Planificación, medio ambiente y comunidad: la fórmula de las Ciudades para Vivir
Han pasado quince años desde que Ciudad Celeste rompió con el paradigma de la casa individualista y segregada. Apenas cuatro desde que se abrió la primera puerta de la primera casa de los primeros residente de Villa del Rey. Durante este tiempo, no solo que Ciudad Celeste, Villa Club, La Joya y Villa del Rey abrieron una posibilidad para que el amplio espectro de la clase media pueda acceder a —sí, una casa pero sobre todo— a una comunidad propia, sino que generaron empleo.
¿Qué pueden los urbanistas aprender de dos peces que nadan contracorriente?
Una ciudad es un animal gigante y complejo. Ubicuo y —por lo mismo— difícil de explicar: damos por sentado todo eso que nos atraviesa diaria y constantemente que, cuando queremos definirlo, no sabemos cómo. Es como un boutade. En su ensayo This is water el novelista norteamericano David Foster Wallace lo explicaba con esta suerte de fábula: Están dos peces jóvenes nadando en el mar cuando se encuentran a un pez más viejo que nada en dirección contraria. El viejo sonríe y dice “¿Qué tal chicos, cómo está el agua?”. Los jóvenes se miran, hasta que se preguntan “¿y qué demonios se supone que es el agua?” Es posible que en unos años los habitantes más jóvenes de Ciudad Celeste, Villa Club, La Joya y Villa del Rey se pregunten —mientras caminan por las calles de su ciudades para vivir— qué es eso. Según Daniel Orellana —PhD en Geoinformación por la Universidad de Wageningen, Holanda— en una ciudad deben confluir de cuatro dimensiones: cercanía, complejidad, cohesión social y valor ambiental.

Ítems enumerados en un conjunto de datos
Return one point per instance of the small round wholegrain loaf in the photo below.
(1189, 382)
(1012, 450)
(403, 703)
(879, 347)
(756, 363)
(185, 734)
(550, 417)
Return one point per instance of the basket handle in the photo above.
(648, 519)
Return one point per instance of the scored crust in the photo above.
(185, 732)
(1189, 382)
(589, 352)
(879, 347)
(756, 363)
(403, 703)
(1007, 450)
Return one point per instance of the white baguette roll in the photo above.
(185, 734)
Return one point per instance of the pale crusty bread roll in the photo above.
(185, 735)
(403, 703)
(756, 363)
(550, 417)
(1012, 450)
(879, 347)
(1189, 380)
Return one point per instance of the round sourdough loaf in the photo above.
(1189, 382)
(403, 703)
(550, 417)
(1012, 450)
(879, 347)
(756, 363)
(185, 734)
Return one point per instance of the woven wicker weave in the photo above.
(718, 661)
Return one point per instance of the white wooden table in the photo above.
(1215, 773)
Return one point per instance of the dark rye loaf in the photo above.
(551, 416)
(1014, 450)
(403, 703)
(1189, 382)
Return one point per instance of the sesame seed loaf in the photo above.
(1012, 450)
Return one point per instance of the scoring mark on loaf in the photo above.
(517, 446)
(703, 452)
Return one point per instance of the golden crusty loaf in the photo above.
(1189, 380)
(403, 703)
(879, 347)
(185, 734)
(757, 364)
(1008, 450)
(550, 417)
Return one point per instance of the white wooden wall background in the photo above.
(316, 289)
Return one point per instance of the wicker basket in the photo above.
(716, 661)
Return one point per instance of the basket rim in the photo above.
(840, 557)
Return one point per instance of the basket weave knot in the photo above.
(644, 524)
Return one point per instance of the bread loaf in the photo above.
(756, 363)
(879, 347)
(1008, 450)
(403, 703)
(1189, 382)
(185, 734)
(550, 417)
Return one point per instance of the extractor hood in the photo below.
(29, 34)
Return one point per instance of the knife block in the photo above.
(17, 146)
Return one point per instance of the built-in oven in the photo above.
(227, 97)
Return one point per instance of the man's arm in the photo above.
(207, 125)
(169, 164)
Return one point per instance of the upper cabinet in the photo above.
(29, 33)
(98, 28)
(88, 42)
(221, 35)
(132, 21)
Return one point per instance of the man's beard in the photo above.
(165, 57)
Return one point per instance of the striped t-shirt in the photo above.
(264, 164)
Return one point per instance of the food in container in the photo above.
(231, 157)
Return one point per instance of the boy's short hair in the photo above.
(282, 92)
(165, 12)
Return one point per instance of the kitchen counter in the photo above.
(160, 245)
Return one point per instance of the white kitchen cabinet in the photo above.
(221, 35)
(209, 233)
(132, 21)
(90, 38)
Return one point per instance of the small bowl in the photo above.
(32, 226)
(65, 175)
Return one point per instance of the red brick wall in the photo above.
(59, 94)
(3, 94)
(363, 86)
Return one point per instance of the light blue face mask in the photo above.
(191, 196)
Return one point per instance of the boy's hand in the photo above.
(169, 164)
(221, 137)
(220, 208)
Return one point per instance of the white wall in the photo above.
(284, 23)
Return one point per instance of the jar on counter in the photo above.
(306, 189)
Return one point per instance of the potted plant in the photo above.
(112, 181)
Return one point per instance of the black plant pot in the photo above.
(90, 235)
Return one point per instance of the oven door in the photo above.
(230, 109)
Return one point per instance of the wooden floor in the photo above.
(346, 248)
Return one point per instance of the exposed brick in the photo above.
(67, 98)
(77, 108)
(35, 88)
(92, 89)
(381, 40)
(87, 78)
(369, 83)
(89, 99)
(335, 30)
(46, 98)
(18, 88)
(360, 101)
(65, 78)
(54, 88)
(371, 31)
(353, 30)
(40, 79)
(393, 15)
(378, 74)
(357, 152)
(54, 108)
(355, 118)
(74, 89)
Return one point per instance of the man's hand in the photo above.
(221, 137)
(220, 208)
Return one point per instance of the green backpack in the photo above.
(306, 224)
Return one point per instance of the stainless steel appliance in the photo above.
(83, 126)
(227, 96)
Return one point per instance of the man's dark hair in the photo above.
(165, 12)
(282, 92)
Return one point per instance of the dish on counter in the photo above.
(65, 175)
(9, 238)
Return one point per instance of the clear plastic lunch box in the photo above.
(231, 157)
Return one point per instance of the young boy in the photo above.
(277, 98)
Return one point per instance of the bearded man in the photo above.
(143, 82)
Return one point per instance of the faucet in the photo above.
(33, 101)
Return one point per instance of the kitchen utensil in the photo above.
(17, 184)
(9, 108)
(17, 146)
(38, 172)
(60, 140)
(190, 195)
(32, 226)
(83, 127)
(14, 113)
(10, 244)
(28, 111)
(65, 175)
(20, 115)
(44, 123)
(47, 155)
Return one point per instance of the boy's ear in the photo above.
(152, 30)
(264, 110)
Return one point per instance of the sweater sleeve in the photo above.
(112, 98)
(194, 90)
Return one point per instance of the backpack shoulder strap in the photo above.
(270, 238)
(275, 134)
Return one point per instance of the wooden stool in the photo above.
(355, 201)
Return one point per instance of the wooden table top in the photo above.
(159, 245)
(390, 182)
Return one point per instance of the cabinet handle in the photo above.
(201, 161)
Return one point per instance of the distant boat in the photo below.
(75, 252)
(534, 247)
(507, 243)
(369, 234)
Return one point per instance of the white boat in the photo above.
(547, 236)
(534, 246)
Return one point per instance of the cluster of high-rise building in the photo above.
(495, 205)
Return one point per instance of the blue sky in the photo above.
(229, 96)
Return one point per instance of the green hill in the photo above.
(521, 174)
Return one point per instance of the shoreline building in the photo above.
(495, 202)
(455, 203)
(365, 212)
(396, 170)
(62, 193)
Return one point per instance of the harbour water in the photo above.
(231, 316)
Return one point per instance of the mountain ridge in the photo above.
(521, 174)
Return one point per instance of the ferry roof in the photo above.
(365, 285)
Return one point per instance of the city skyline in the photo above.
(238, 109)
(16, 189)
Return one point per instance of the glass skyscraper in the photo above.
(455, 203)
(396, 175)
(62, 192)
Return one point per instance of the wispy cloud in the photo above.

_Ejercicios_.
a: Traduce al inglés esta oración del texto sobre las Ciudades para Vivir: «Una ciudad es un animal gigante y complejo.»
b: Prosigue el texto sobre las Ciudades para Vivir a partir de su última oración.
Los registros provienen de una fuente distinta a la del texto.

_Respuestas proporcionadas_.
a: A city is a giant, complex animal.

b:
Estar vivos es un cualidad humana: que las ciudades estén habitadas por personas activas, que circulen por los espacios públicos, comerciales y recreativos. A Ciudad Celeste, Villa Club, La Joya y Villa del Rey las atraviesa esta característica. La mayoría de sus “jefes de hogar” —mamá, papá— están entre los veintisiete y cuarenta y cinco años. Provienen de formaciones académicas distintas, perciben diferentes niveles de ingresos y han llegado a estas cuatro pequeñas —pero armónicas— ciudades para vivir por diferentes motivaciones pero, siempre, son familias de tres y cuatro integrantes. Sus hijos, por lo general, aún no van a la Universidad: oscilan entre las edades escolares y colegiales. Sin darse cuenta, crecen en un ambiente privilegiado, que no existe en otros sectores que conozcan: áreas comunales, caminos seguros, aire puro, comunidades vibrantes. Son los peces que empiezan a nadar río arriba, hacia el futuro.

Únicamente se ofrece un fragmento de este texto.